===== Text section

The Seven Bishops were members of the Church of England tried and acquitted for seditious libel in June 1688.

In November 1685, James II dismissed the English Parliament for refusing to pass measures removing legal restrictions on Catholics and Protestant Nonconformists. In August 1686, the Scottish Parliament suffered the same fate and neither body met again until 1689. The measures were imposed in April 1687 by issuing a Declaration of Indulgence in both countries; very few clergy in the Church of England or Church of Scotland actively promoted it, a reflection of opinion in their congregations. Some Nonconformists also opposed it, since many were more anti-Catholic than their colleagues in the national churches.

In April 1688, the Declaration was reissued and James ordered the bishops to have it read in every church in England. The seven 'petitioned' to be excused, arguing it relied on an interpretation of Royal authority declared illegal by Parliament. After the petition was printed and publicly distributed, the bishops were charged with seditious libel and held in the Tower of London. They were tried and found not guilty on 30 June.

The birth of James Francis on 10 June enraged anti-Catholics who feared a Catholic heir, while the trial emboldened anti-Catholic rioters throughout England and Scotland. The combination is seen as a key turning point in the process that resulted in the deposition of James in the November 1688 Glorious Revolution.


James II; attempts to impose the Declaration of Indulgence destroyed his support base

Despite his Catholicism, James became king in February 1685 with widespread support in all three kingdoms, resulting in the rapid defeat of the 1685 Monmouth Rebellion in England and Argyll's Rising in Scotland.[1] Less than four years later, he was forced into exile. Religious toleration was one issue but it was also the continuation of a century-long struggle for control between Crown and Parliament, which had led to the 1638–1651 Wars of the Three Kingdoms.[2]

His measures were also badly timed; the French Edict of Fontainebleau in October 1685 revoked tolerance for French Huguenots and in the next five years, some 200,000–400,000 left France, 40,000 of whom settled in London.[3] The killing of 2,000 Vaudois Protestants in 1686 and French expansion under Louis XIV combined to reinforce fears Protestant Europe was threatened by a Catholic counter-reformation.[4]

There were two elements of the penal laws, the first being the right to private worship. In practice, this was loosely enforced and indulgences issued on a regular basis, largely because the numbers were insignificant; in 1680, Catholics were publicly acknowledged to be around 1.1% of the English population (in the face of anti-Catholic persecution), Protestant Nonconformists numbered about 4.4%.[5] The second was the requirement holders of public office be members of the Church of England; established in the 1661 Corporation Act, the 1678 Test Act extended it to peers and added swearing allegiance to the monarch, regardless of their religion. James insisted on retaining the oath, while discarding the other.

Many were willing to allow private worship but viewed the Test Act as an essential piece of their anti-Catholic hatred. While the royal prerogative could exempt individuals from certain laws, it could also be withdrawn at will; an Act of Parliament could not.[6]

Sequence of events[edit]

Henry Compton, Bishop of London; already suspended, he was not one of the Seven but played a significant role in the petition

The Declaration of Indulgence was issued in Scotland on 12 February 1687, then England on 4 April. While many disliked it but did not actively oppose it; however, the political implications caused considerable debate.

==========
===== Information provided

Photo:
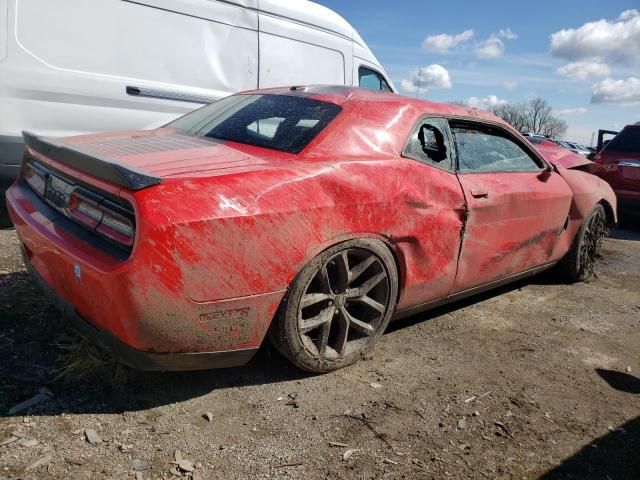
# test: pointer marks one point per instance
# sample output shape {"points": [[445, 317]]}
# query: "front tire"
{"points": [[579, 262], [337, 307]]}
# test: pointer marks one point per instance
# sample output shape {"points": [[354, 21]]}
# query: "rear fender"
{"points": [[588, 191]]}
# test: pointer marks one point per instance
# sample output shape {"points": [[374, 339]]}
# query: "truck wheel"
{"points": [[579, 262], [337, 307]]}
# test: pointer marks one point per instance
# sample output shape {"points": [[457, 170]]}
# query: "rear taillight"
{"points": [[36, 178], [117, 227], [85, 209], [103, 216]]}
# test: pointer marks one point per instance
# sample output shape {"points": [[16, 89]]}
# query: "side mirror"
{"points": [[432, 142], [545, 174]]}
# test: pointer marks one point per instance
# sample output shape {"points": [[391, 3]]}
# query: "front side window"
{"points": [[372, 80], [487, 149], [429, 143], [278, 122]]}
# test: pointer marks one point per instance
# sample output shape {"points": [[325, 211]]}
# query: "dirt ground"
{"points": [[536, 380]]}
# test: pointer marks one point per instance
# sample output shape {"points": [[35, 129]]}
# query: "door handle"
{"points": [[479, 193]]}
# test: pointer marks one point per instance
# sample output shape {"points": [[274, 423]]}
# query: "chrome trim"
{"points": [[629, 163]]}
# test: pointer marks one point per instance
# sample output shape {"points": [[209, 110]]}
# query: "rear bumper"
{"points": [[135, 308], [138, 359], [11, 150]]}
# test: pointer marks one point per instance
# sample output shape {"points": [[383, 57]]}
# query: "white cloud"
{"points": [[427, 78], [572, 111], [583, 70], [508, 34], [493, 47], [485, 103], [617, 91], [444, 42], [628, 15], [616, 41]]}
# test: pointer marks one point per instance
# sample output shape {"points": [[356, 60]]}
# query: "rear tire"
{"points": [[578, 264], [337, 307]]}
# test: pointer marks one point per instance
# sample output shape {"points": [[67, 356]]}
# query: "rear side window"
{"points": [[486, 149], [628, 140], [278, 122], [372, 80], [430, 144]]}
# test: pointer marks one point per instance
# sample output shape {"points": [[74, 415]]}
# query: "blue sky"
{"points": [[503, 51]]}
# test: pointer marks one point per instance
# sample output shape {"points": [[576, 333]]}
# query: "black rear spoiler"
{"points": [[103, 168]]}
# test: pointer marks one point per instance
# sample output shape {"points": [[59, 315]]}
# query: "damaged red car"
{"points": [[309, 215]]}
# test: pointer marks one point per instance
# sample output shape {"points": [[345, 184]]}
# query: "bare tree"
{"points": [[535, 116], [514, 114]]}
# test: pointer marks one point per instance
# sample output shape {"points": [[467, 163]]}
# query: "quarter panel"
{"points": [[234, 243]]}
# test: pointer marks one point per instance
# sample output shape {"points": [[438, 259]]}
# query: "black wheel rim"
{"points": [[592, 242], [344, 304]]}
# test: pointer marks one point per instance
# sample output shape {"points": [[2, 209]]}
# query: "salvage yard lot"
{"points": [[538, 379]]}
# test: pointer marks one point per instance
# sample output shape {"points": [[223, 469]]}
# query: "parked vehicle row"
{"points": [[620, 167], [73, 67]]}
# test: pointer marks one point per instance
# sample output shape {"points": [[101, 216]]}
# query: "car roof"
{"points": [[339, 95]]}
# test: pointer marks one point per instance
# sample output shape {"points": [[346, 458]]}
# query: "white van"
{"points": [[70, 67]]}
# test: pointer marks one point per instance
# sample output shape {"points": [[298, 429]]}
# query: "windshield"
{"points": [[628, 140], [278, 122]]}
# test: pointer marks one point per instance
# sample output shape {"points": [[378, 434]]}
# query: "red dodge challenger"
{"points": [[312, 214]]}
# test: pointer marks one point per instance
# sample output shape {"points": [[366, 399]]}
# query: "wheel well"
{"points": [[608, 209], [395, 254]]}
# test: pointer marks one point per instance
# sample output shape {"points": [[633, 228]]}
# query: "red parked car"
{"points": [[313, 213], [620, 161]]}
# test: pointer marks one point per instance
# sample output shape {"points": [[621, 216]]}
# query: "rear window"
{"points": [[628, 140], [278, 122]]}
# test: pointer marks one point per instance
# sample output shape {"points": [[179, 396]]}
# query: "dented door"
{"points": [[516, 209]]}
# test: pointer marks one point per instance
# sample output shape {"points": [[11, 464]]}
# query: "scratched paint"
{"points": [[221, 238]]}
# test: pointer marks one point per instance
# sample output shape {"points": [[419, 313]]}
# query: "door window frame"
{"points": [[487, 124]]}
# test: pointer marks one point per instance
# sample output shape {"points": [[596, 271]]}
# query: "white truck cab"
{"points": [[70, 67]]}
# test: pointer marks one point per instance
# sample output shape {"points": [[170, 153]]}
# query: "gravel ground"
{"points": [[536, 380]]}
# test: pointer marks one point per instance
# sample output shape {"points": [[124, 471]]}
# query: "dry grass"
{"points": [[81, 360]]}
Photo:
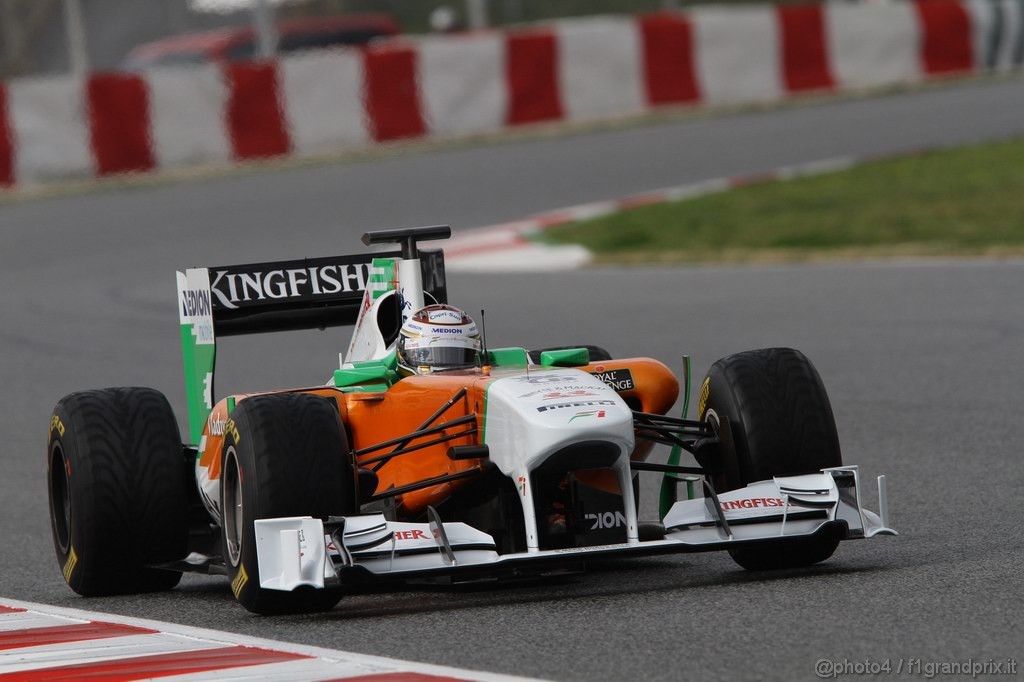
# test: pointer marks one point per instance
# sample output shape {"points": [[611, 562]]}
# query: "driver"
{"points": [[436, 338]]}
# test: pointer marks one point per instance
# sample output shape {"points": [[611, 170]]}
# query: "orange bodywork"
{"points": [[373, 418]]}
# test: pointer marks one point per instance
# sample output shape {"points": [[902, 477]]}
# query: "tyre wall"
{"points": [[459, 85]]}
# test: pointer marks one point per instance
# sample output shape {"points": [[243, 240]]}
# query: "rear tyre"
{"points": [[117, 481], [284, 455], [782, 425]]}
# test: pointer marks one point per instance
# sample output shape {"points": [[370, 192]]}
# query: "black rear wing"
{"points": [[310, 293]]}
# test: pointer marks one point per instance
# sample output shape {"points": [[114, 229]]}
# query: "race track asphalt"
{"points": [[922, 361]]}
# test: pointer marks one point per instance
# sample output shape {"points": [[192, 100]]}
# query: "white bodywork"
{"points": [[531, 414], [535, 414], [785, 507]]}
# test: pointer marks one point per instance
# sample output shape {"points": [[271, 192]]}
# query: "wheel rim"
{"points": [[232, 507], [60, 498]]}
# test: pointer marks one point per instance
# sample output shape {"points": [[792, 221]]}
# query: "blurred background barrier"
{"points": [[215, 110]]}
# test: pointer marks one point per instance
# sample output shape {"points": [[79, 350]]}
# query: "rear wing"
{"points": [[310, 293]]}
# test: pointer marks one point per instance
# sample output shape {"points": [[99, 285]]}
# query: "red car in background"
{"points": [[240, 43]]}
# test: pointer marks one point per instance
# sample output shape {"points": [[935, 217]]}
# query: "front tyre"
{"points": [[117, 481], [782, 425], [284, 455]]}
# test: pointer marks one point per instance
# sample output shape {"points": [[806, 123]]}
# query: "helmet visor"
{"points": [[439, 357]]}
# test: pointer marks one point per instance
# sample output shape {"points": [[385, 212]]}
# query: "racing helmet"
{"points": [[436, 338]]}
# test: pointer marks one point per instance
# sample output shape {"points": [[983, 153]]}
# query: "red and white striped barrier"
{"points": [[442, 86], [39, 642]]}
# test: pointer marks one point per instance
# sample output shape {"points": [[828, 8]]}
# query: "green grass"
{"points": [[962, 202]]}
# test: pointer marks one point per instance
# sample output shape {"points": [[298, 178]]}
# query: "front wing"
{"points": [[304, 552]]}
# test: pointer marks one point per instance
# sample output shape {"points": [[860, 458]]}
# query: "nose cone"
{"points": [[530, 416]]}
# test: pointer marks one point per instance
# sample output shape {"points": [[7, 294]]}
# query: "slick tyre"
{"points": [[781, 424], [284, 455], [118, 496]]}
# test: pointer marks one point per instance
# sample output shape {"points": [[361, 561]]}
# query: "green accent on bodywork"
{"points": [[568, 357], [381, 276], [483, 425], [199, 360], [375, 372], [671, 480], [508, 357]]}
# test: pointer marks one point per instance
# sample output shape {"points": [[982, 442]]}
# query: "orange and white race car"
{"points": [[501, 462]]}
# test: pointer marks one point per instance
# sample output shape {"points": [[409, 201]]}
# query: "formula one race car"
{"points": [[524, 462]]}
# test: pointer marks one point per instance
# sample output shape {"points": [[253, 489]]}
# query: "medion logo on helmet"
{"points": [[442, 316]]}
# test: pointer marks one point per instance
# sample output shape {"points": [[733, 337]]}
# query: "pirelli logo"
{"points": [[70, 564], [56, 425], [240, 582]]}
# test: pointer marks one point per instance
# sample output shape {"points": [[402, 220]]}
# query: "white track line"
{"points": [[314, 664]]}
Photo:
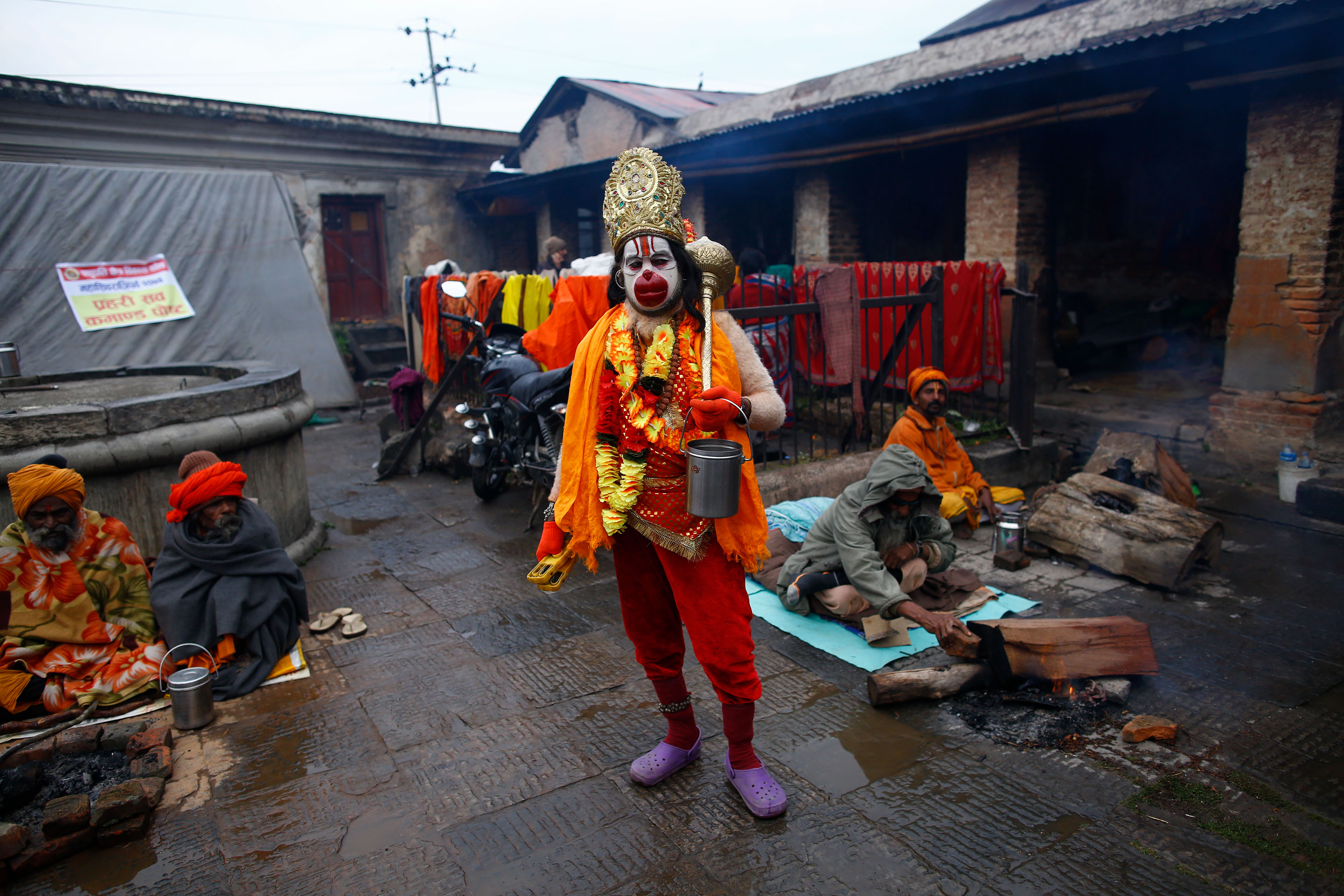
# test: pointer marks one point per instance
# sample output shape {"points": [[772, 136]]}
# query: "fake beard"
{"points": [[56, 538]]}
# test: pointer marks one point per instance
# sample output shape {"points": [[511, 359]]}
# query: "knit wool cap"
{"points": [[195, 463]]}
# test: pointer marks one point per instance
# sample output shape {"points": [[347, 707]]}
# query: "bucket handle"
{"points": [[187, 645], [680, 448]]}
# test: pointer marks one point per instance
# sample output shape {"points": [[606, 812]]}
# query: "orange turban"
{"points": [[224, 480], [921, 375], [38, 481]]}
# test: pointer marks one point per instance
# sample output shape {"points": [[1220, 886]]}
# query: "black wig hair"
{"points": [[691, 281]]}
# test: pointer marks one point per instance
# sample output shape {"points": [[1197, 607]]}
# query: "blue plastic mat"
{"points": [[845, 644]]}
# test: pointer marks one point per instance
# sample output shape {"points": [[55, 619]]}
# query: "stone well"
{"points": [[127, 429]]}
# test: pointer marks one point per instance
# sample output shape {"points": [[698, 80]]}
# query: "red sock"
{"points": [[682, 731], [738, 729]]}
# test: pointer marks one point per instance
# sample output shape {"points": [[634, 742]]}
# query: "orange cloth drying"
{"points": [[579, 304], [432, 360], [224, 480]]}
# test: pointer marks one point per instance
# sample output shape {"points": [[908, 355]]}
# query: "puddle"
{"points": [[1062, 828], [874, 747], [371, 832], [99, 871]]}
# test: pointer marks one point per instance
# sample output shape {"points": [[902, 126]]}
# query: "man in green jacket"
{"points": [[874, 546]]}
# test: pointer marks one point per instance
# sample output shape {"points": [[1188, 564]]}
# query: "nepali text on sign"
{"points": [[108, 295]]}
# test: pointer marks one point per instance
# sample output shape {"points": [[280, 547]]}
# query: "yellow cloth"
{"points": [[37, 481], [580, 508], [511, 309], [956, 503], [537, 301]]}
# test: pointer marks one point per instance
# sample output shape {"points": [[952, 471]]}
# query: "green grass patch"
{"points": [[1280, 841]]}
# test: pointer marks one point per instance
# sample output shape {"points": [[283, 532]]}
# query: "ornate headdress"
{"points": [[643, 197]]}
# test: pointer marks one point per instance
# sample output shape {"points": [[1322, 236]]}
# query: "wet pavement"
{"points": [[476, 741]]}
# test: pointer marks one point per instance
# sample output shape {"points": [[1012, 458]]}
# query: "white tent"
{"points": [[230, 238]]}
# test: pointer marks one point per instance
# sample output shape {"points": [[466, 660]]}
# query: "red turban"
{"points": [[921, 375], [224, 480]]}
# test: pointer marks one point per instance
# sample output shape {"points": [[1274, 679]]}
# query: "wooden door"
{"points": [[353, 242]]}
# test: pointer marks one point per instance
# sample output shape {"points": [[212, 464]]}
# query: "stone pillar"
{"points": [[693, 207], [811, 217], [1006, 210], [544, 233], [1283, 331]]}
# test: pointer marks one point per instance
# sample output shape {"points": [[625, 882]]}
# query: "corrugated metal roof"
{"points": [[664, 103], [995, 14]]}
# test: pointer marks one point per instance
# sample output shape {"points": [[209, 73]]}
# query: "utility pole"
{"points": [[435, 69]]}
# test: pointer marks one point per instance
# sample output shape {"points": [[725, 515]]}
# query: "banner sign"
{"points": [[108, 295]]}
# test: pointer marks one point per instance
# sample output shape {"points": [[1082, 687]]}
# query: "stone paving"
{"points": [[476, 741]]}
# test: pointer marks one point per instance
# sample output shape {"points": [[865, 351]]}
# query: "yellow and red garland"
{"points": [[628, 420]]}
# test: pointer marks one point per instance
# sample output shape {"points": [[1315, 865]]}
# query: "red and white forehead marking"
{"points": [[646, 246]]}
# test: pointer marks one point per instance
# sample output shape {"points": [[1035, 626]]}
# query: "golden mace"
{"points": [[718, 273]]}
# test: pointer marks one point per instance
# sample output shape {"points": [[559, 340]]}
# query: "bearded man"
{"points": [[224, 581], [622, 483], [924, 429], [75, 597]]}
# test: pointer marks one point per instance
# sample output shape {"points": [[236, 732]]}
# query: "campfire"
{"points": [[1031, 683]]}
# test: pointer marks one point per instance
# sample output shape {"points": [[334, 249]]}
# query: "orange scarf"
{"points": [[579, 510], [224, 480]]}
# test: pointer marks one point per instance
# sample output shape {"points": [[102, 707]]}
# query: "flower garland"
{"points": [[628, 420]]}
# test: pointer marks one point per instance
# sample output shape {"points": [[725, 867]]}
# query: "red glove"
{"points": [[712, 410], [553, 540]]}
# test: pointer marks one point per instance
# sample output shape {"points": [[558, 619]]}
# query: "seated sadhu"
{"points": [[224, 580], [75, 594], [873, 547], [924, 430]]}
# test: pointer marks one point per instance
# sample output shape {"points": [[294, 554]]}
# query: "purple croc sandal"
{"points": [[758, 788], [659, 763]]}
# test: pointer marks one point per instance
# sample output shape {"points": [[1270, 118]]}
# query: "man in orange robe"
{"points": [[622, 480], [924, 430], [75, 596]]}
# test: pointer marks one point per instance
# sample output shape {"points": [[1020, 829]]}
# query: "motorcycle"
{"points": [[521, 426]]}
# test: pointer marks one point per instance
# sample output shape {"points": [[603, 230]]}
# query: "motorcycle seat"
{"points": [[530, 387]]}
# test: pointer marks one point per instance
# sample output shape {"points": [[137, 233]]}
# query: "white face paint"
{"points": [[650, 273]]}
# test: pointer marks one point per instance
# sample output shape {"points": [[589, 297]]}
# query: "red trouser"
{"points": [[662, 590]]}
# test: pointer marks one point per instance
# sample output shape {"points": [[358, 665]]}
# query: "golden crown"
{"points": [[643, 197]]}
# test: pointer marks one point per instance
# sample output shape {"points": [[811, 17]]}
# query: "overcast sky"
{"points": [[349, 57]]}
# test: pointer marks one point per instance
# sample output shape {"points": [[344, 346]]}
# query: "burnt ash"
{"points": [[91, 773], [1026, 724]]}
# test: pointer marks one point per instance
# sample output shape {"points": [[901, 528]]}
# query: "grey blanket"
{"points": [[246, 588]]}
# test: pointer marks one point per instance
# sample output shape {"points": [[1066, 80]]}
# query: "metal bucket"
{"points": [[193, 702], [8, 360], [713, 477]]}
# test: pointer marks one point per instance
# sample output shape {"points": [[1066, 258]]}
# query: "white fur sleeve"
{"points": [[766, 405]]}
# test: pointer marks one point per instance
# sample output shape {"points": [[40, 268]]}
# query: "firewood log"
{"points": [[925, 684], [1126, 530], [1076, 648]]}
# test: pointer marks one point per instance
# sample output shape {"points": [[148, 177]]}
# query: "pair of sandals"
{"points": [[351, 624]]}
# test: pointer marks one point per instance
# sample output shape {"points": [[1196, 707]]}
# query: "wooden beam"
{"points": [[1077, 648], [926, 684]]}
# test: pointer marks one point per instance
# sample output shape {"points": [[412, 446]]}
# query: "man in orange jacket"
{"points": [[924, 430]]}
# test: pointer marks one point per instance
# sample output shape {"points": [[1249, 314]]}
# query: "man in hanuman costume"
{"points": [[622, 481]]}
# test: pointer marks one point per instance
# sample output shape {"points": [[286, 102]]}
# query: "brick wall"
{"points": [[1283, 360]]}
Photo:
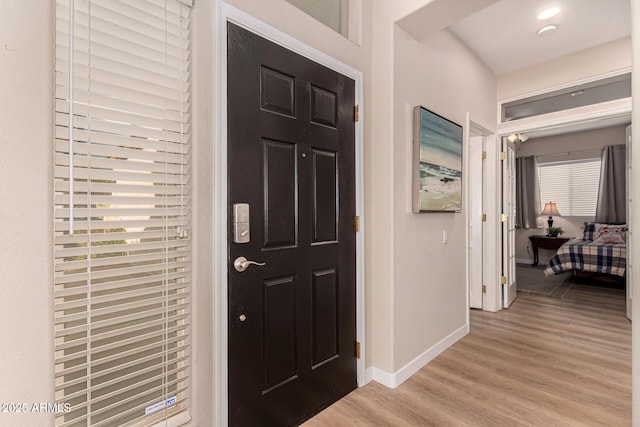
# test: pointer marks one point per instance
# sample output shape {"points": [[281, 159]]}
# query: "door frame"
{"points": [[224, 14]]}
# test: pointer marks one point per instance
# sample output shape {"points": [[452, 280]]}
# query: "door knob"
{"points": [[241, 264]]}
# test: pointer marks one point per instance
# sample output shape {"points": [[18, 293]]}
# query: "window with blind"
{"points": [[122, 212], [572, 185]]}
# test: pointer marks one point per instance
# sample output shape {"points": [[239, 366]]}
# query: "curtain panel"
{"points": [[612, 204]]}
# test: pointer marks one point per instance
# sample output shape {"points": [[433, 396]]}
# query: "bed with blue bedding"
{"points": [[602, 249]]}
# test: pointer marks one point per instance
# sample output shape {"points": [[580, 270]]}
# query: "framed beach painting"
{"points": [[437, 165]]}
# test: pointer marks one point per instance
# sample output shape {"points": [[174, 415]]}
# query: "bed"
{"points": [[602, 249]]}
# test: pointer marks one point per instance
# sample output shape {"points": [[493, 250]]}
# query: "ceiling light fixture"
{"points": [[548, 13], [547, 29]]}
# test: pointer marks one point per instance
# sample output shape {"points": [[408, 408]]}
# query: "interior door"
{"points": [[629, 177], [291, 192], [509, 287]]}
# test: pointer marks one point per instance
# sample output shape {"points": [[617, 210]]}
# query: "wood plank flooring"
{"points": [[542, 362]]}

==========

→ **Given problem 1**: Transcribe the Seven Bishops text from "The Seven Bishops" through "the national churches.".
→ **Given problem 2**:
Answer these questions from the Seven Bishops text:
(a) On what date were the bishops tried and found not guilty?
(b) In what month and year did James become king?
(c) How many of the Huguenots who left France settled in London?

→ **Task answer 1**:
The Seven Bishops were members of the Church of England tried and acquitted for seditious libel in June 1688.

In November 1685, James II dismissed the English Parliament for refusing to pass measures removing legal restrictions on Catholics and Protestant Nonconformists. In August 1686, the Scottish Parliament suffered the same fate and neither body met again until 1689. The measures were imposed in April 1687 by issuing a Declaration of Indulgence in both countries; very few clergy in the Church of England or Church of Scotland actively promoted it, a reflection of opinion in their congregations. Some Nonconformists also opposed it, since many were more anti-Catholic than their colleagues in the national churches.

→ **Task answer 2**:
(a) 30 June (1688)
(b) February 1685
(c) 40,000